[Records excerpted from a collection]
________________

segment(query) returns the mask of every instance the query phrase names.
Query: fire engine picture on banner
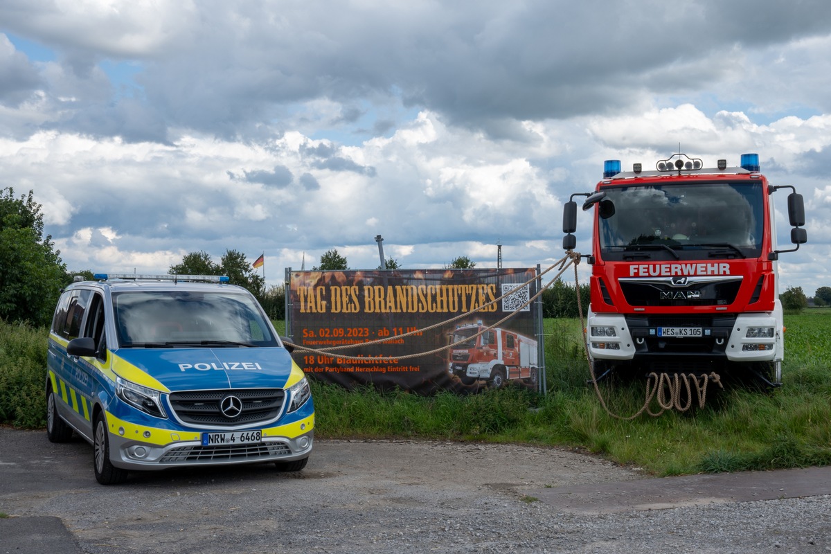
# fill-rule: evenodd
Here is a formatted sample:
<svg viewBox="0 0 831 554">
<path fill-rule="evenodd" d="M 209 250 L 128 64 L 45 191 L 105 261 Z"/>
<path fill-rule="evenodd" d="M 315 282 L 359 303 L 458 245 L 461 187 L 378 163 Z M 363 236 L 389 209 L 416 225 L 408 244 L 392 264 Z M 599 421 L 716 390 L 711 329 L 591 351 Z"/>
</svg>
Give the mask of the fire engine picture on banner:
<svg viewBox="0 0 831 554">
<path fill-rule="evenodd" d="M 347 388 L 536 389 L 541 320 L 538 304 L 528 301 L 538 291 L 537 275 L 533 268 L 288 270 L 293 355 L 307 375 Z M 406 357 L 423 352 L 430 353 Z"/>
</svg>

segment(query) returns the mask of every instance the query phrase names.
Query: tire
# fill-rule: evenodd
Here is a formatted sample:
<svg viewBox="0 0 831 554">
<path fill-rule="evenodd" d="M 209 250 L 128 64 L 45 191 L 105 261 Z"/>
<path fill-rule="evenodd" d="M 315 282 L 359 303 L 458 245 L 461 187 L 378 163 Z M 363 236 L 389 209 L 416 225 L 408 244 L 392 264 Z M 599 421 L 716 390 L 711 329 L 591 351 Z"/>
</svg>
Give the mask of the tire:
<svg viewBox="0 0 831 554">
<path fill-rule="evenodd" d="M 72 439 L 72 428 L 58 415 L 56 402 L 50 384 L 47 390 L 47 437 L 52 443 L 66 443 Z"/>
<path fill-rule="evenodd" d="M 459 380 L 462 382 L 462 385 L 473 385 L 476 382 L 475 377 L 468 377 L 465 375 L 460 375 Z"/>
<path fill-rule="evenodd" d="M 127 478 L 127 470 L 110 462 L 110 433 L 101 412 L 96 414 L 92 428 L 92 468 L 96 480 L 102 485 L 116 485 Z"/>
<path fill-rule="evenodd" d="M 490 386 L 494 389 L 501 389 L 505 385 L 505 370 L 501 365 L 497 365 L 490 372 Z"/>
<path fill-rule="evenodd" d="M 293 460 L 291 462 L 274 462 L 274 467 L 277 468 L 278 471 L 300 471 L 306 467 L 308 463 L 309 457 Z"/>
</svg>

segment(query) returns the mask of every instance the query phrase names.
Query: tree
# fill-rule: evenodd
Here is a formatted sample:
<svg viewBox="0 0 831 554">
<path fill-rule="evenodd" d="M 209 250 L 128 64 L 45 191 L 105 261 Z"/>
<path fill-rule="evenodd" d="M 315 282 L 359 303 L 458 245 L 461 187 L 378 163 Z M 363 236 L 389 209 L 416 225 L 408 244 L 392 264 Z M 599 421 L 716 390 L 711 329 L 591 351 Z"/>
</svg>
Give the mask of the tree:
<svg viewBox="0 0 831 554">
<path fill-rule="evenodd" d="M 52 235 L 43 236 L 41 204 L 30 190 L 0 194 L 0 317 L 48 325 L 66 278 Z"/>
<path fill-rule="evenodd" d="M 445 269 L 473 269 L 476 267 L 476 262 L 470 261 L 467 256 L 460 256 L 449 265 L 445 266 Z"/>
<path fill-rule="evenodd" d="M 214 263 L 210 254 L 200 250 L 185 254 L 181 263 L 170 266 L 170 275 L 219 275 L 219 267 Z"/>
<path fill-rule="evenodd" d="M 170 275 L 224 275 L 232 285 L 239 285 L 259 297 L 263 293 L 265 279 L 258 275 L 245 254 L 236 250 L 226 250 L 219 263 L 210 254 L 200 250 L 185 254 L 181 263 L 170 266 Z"/>
<path fill-rule="evenodd" d="M 822 299 L 823 303 L 817 302 L 817 306 L 831 306 L 831 287 L 820 287 L 814 293 L 814 302 Z"/>
<path fill-rule="evenodd" d="M 789 287 L 787 291 L 779 295 L 779 300 L 785 310 L 800 311 L 803 308 L 808 307 L 808 298 L 805 297 L 801 287 Z"/>
<path fill-rule="evenodd" d="M 349 269 L 347 267 L 347 258 L 337 253 L 336 248 L 327 250 L 320 257 L 320 266 L 315 266 L 312 271 L 345 271 Z"/>
<path fill-rule="evenodd" d="M 257 274 L 245 259 L 245 254 L 236 250 L 226 250 L 219 261 L 219 272 L 228 276 L 229 282 L 248 289 L 254 296 L 262 296 L 265 279 Z"/>
</svg>

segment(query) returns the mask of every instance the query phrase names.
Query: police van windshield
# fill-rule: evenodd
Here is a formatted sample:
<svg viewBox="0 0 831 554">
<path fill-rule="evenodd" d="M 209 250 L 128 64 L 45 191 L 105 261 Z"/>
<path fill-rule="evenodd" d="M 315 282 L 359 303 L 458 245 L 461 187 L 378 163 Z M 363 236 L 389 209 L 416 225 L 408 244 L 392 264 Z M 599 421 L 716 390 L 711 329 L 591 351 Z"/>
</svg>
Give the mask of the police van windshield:
<svg viewBox="0 0 831 554">
<path fill-rule="evenodd" d="M 114 292 L 121 347 L 277 346 L 256 302 L 229 292 Z"/>
<path fill-rule="evenodd" d="M 607 259 L 750 257 L 761 253 L 761 184 L 604 188 L 597 207 Z"/>
</svg>

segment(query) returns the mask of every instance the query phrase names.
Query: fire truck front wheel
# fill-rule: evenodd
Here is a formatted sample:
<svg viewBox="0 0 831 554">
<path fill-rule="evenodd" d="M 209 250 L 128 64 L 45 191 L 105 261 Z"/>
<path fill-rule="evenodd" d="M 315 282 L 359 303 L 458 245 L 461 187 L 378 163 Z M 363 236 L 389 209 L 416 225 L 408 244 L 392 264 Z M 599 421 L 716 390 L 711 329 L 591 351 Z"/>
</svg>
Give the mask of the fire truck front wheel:
<svg viewBox="0 0 831 554">
<path fill-rule="evenodd" d="M 502 365 L 494 365 L 490 371 L 490 386 L 494 389 L 501 389 L 505 384 L 505 368 Z"/>
</svg>

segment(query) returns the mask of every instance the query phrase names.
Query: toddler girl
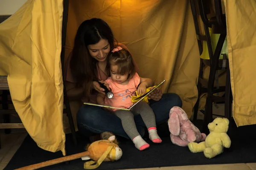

________________

Stated exercise: Return each line of the records that contains the string "wheel", treating uppercase and lowercase as different.

Written response:
Query: fire truck front wheel
Give the mask of the fire truck front wheel:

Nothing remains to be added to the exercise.